## Work to do
Switch "bare tree" to "leafless tree" throughout the stretch of the listing from the line containing "Task: locate the bare" through the end of the listing, leaving everything else unchanged. Reproduce only that stretch.

** START Records provided **

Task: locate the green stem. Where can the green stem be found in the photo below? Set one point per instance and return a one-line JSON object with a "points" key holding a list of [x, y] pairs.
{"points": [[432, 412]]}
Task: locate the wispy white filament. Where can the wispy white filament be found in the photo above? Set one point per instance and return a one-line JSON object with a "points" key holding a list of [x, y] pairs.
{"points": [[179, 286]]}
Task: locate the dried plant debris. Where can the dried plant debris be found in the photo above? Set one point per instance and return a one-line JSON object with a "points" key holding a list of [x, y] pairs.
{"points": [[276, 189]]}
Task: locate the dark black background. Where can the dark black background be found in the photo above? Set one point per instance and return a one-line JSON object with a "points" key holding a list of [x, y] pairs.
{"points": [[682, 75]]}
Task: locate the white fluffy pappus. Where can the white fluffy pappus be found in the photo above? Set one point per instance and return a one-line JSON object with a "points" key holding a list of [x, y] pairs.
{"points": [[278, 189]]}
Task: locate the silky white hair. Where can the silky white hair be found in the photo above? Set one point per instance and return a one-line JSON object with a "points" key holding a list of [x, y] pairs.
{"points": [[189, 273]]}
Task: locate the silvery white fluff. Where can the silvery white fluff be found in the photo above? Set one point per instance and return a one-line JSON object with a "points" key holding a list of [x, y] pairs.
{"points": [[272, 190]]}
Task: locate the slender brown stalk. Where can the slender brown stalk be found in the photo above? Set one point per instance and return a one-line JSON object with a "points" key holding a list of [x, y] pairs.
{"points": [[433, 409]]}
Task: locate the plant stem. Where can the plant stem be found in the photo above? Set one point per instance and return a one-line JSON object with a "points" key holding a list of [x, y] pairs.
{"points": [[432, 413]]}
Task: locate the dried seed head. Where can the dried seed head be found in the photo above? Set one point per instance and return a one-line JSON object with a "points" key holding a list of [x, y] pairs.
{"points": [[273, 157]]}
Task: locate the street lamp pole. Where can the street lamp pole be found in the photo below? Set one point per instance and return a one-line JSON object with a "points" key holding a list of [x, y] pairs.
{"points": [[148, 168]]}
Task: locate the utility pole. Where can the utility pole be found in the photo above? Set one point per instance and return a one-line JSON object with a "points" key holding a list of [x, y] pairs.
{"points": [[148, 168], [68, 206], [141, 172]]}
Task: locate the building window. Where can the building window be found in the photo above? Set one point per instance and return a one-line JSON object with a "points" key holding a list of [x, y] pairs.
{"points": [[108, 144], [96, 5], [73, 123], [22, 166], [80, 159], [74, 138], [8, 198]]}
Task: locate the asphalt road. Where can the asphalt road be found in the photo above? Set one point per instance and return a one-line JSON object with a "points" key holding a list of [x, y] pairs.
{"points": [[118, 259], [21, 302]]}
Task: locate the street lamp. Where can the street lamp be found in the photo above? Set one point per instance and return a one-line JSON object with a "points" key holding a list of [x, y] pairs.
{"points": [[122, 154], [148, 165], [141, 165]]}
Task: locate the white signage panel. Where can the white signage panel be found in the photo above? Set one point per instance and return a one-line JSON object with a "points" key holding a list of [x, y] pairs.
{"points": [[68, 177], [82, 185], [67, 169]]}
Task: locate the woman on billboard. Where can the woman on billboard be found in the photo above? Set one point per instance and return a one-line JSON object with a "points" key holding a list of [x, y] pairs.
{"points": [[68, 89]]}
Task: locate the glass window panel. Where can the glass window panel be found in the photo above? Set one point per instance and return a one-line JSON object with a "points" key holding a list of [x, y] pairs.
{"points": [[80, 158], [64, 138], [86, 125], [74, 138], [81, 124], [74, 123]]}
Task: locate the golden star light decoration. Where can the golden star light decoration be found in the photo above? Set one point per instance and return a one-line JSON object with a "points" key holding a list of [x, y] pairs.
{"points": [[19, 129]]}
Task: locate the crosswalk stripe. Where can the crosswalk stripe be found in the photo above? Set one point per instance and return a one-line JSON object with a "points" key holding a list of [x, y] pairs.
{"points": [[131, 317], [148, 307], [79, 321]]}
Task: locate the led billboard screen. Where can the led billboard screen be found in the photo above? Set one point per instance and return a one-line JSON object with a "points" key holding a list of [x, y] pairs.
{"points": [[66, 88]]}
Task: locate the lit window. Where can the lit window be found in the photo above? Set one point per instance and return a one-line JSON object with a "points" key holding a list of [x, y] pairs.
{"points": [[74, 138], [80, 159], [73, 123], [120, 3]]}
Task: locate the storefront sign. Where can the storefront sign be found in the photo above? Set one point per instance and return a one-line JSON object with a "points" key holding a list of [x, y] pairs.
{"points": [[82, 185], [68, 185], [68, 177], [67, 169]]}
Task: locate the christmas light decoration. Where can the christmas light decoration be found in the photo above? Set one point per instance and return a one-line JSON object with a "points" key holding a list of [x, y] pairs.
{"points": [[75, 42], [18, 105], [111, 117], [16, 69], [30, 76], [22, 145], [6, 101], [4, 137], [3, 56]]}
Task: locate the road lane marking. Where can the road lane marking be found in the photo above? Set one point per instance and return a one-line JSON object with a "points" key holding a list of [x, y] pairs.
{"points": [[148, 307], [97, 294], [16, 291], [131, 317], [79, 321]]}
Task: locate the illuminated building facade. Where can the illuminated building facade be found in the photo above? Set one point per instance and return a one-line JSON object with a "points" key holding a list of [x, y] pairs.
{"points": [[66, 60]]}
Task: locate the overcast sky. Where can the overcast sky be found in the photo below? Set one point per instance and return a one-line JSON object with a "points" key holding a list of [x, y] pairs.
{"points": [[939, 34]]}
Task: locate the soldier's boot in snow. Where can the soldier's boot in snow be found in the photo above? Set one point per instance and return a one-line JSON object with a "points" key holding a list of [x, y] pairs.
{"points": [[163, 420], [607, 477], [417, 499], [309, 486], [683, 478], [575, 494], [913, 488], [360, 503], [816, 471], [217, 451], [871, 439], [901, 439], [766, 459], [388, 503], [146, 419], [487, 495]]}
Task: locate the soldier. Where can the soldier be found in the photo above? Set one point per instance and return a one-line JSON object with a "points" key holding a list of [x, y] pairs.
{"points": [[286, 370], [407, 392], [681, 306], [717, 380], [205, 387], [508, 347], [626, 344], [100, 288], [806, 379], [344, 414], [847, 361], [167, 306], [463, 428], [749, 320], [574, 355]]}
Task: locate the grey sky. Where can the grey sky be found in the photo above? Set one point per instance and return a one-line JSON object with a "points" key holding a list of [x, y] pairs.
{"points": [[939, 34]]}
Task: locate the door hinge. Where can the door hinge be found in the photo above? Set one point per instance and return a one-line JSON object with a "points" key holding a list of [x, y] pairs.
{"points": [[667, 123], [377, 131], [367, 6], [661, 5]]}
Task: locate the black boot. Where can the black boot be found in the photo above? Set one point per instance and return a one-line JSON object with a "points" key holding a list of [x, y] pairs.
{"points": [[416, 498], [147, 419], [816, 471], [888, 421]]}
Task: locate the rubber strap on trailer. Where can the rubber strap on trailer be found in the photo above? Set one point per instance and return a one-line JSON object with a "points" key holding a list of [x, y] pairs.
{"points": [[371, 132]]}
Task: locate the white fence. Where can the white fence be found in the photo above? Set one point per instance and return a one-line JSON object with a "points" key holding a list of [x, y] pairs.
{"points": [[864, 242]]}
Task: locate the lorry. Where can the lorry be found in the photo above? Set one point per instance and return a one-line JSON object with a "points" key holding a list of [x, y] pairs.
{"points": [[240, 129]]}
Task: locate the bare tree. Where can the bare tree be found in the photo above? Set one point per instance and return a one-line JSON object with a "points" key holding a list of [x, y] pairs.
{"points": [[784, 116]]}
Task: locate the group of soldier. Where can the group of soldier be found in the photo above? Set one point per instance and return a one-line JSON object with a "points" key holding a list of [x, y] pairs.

** END Records provided **

## Output below
Task: locate the leafless tree. Where can the leafless tree be found in the photo above? Set one point per instance and return a one-line JSON object with a "points" key holding a list of [x, y] pairs.
{"points": [[784, 116]]}
Task: locate the group of soldier. Where can the group of soldier be found in the photo above? Set one point per instance and return a one-line JSON object with a "points" key holding a list of [x, y] pairs.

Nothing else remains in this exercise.